▶ [TEXT SHOWN]:
☆ ☆ ☆
G-spot
“The public seems to like our little c— stimulators. They are all very discreet, and beautifully packed, and they can carry it anywhere they want without being fearful of anyone catching them with such a possession.”
A Japanese schoolgirl costume hangs on the wall. Panties dangle from hooks around the big square table, a silky carnival of apple green and polka dots, ruffled garters and ribbons and slinky black net. There are purple furry handcuffs, and boxes of ribbed Trojans, plastic penis rings and Sta-Hard Cream, latex love dolls, raspberry-flavored stimulating gels, packages of yellow vibrating bath sponges and a 4-way self-stimulator called the “Heart-shaped G-spot.
Eleanor Leung calls The Pleasure Place a sensuality boutique, instead of a sex shop. “We offer an array of beautiful and sexy lingerie, makeup, we also have jewelry and shoes, everything that makes a woman feel good and beautiful, inside and outside. Of course, we have a huge selection of all kinds of toys that can enhance your sex life. We have over 200 toys in the house.”
The voice is clear, unhesitating, almost professorial.
☆ ☆ ☆
▶ [INFORMATION PROVIDED]:

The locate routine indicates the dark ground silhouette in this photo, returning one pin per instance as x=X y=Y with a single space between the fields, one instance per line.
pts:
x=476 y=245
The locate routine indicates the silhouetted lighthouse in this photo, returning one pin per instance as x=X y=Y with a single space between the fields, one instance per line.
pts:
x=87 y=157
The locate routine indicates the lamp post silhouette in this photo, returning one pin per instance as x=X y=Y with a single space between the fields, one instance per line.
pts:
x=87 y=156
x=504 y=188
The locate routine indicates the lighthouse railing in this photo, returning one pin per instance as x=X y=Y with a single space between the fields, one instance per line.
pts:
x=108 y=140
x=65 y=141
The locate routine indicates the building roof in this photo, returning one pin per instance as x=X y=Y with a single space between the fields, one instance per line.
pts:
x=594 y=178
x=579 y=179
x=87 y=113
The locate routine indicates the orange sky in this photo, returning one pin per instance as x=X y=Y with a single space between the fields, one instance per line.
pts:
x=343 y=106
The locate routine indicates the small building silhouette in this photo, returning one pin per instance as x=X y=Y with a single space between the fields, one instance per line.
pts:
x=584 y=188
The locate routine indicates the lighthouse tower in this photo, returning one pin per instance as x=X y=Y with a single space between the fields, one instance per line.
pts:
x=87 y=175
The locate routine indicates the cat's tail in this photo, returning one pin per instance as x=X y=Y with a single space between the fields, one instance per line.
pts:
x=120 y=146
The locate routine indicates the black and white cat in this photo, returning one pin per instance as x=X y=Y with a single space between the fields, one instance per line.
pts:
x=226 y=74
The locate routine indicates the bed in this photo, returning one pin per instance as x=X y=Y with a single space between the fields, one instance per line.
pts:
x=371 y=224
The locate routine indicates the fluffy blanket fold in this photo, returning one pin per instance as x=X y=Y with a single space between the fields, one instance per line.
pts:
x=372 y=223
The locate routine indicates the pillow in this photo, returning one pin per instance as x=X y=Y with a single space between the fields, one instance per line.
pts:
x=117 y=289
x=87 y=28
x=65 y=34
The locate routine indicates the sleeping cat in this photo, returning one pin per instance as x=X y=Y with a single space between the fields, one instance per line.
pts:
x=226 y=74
☆ ☆ ☆
▶ [TASKS AND EXERCISES]:
(1) In the boutique text, how many toys does Eleanor Leung say the shop has?
(2) Decide whether each statement agrees with the boutique text, answering yes or no and quoting the deciding words: (a) Eleanor Leung calls The Pleasure Place a sex shop. (b) The shop sells jewelry and shoes. (c) Leung's voice is described as hesitant.
(3) Output the passage of the boutique text starting with "Eleanor Leung calls" and going on through "unhesitating, almost professorial.".
Nothing in the records is needed here.

▶ [ANSWERS TO THE PROBLEMS]:
(1) Over 200 toys.

(2)
(a) No: "Eleanor Leung calls The Pleasure Place a sensuality boutique, instead of a sex shop."
(b) Yes: "we also have jewelry and shoes"
(c) No: "The voice is clear, unhesitating, almost professorial."

(3)
Eleanor Leung calls The Pleasure Place a sensuality boutique, instead of a sex shop. “We offer an array of beautiful and sexy lingerie, makeup, we also have jewelry and shoes, everything that makes a woman feel good and beautiful, inside and outside. Of course, we have a huge selection of all kinds of toys that can enhance your sex life. We have over 200 toys in the house.”
The voice is clear, unhesitating, almost professorial.